# Listing
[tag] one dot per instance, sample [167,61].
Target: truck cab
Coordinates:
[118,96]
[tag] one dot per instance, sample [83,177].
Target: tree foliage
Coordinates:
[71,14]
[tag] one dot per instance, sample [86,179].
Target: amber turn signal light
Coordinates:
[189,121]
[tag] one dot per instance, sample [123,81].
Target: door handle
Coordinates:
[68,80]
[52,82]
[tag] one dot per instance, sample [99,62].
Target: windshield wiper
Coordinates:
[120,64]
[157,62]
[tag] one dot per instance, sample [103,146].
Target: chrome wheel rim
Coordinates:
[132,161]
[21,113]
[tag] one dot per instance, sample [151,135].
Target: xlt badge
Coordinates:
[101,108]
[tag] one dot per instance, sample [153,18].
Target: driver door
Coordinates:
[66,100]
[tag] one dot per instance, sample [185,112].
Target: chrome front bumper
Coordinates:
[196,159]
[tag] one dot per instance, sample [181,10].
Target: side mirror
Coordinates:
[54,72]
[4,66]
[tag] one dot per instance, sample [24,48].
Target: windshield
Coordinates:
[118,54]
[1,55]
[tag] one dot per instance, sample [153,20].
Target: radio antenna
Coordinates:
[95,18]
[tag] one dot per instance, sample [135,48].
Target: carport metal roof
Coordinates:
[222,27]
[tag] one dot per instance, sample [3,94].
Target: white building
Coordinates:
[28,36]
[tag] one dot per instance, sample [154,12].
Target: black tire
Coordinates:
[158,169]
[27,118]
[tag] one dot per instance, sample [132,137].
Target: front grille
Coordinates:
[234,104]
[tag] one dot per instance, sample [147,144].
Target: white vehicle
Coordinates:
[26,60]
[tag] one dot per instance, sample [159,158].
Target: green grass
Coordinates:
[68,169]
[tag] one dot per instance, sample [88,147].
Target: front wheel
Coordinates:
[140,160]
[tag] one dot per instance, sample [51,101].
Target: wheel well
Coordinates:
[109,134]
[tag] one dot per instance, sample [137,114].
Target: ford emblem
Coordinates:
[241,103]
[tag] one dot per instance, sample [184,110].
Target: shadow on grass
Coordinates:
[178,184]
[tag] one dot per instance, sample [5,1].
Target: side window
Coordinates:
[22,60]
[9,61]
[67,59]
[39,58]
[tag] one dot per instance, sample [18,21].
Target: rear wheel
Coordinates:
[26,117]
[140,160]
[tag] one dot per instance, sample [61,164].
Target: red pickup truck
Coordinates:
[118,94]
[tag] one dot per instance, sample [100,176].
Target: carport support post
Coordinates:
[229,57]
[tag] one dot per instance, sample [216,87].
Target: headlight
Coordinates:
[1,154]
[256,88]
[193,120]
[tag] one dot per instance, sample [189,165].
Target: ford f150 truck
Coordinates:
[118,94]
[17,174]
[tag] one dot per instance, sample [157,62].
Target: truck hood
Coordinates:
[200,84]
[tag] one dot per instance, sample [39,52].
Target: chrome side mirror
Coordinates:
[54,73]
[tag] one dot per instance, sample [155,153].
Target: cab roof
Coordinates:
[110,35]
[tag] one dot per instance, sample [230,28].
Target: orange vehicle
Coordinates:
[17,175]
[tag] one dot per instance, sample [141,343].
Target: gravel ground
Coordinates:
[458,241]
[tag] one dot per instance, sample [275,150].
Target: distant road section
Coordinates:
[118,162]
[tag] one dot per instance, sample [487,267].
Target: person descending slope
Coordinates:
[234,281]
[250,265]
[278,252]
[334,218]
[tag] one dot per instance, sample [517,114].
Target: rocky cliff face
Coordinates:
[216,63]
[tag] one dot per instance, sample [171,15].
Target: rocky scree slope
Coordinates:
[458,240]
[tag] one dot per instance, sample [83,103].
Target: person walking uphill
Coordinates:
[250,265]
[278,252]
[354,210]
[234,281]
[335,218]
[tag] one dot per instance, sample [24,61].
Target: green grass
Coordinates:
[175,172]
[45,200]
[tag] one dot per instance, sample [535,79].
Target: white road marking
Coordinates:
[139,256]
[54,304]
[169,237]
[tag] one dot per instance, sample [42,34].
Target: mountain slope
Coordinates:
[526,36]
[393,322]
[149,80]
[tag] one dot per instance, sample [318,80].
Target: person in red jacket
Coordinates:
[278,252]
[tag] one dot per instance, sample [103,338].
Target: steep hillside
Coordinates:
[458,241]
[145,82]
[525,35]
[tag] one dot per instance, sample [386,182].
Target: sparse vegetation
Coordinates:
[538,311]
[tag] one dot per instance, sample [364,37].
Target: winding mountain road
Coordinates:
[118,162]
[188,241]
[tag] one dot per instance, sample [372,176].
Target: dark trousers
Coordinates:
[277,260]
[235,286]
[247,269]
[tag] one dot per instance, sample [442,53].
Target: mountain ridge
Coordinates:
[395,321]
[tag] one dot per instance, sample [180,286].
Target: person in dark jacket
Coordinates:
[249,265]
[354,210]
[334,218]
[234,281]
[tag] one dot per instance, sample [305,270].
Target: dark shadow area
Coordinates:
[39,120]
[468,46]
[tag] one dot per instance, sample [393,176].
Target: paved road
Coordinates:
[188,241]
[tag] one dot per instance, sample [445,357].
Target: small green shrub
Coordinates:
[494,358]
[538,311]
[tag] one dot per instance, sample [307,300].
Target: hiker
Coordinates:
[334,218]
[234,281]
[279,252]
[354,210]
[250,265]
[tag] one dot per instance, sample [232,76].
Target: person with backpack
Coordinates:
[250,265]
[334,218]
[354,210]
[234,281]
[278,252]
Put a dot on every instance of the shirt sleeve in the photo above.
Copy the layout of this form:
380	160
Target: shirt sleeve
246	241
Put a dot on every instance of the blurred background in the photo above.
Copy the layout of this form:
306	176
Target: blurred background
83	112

# What you are asked to do
Take the part that opens with the line containing "[tag] one dot per instance, sample [305,270]." and runs through the end of the material above, and switch "Coordinates" to "Points" there. Give those lines again with everything else unchanged.

# Exercise result
[tag] one dot per instance, sample [305,270].
Target: dark shadow area
Points:
[39,120]
[468,46]
[tag] one dot per instance, sample [393,176].
Target: paved road
Points:
[188,241]
[tag] one dot per instance, sample [445,357].
Target: small green shrub
Points:
[494,358]
[538,311]
[tag] one dot per instance, sample [307,300].
Target: hiker
Points:
[334,218]
[234,281]
[279,252]
[354,210]
[250,265]
[tag] one dot per instance, sample [232,76].
Target: person with backpack
Points:
[250,265]
[334,218]
[354,210]
[234,281]
[278,252]
Put a dot on every instance of the shirt sleeve in the photo above.
Copy the layout of this form:
380	160
Target: shirt sleeve
246	241
Put a dot on every instance of the blurred background in the photo above.
Copy the layout of this form:
306	176
Target: blurred background
83	112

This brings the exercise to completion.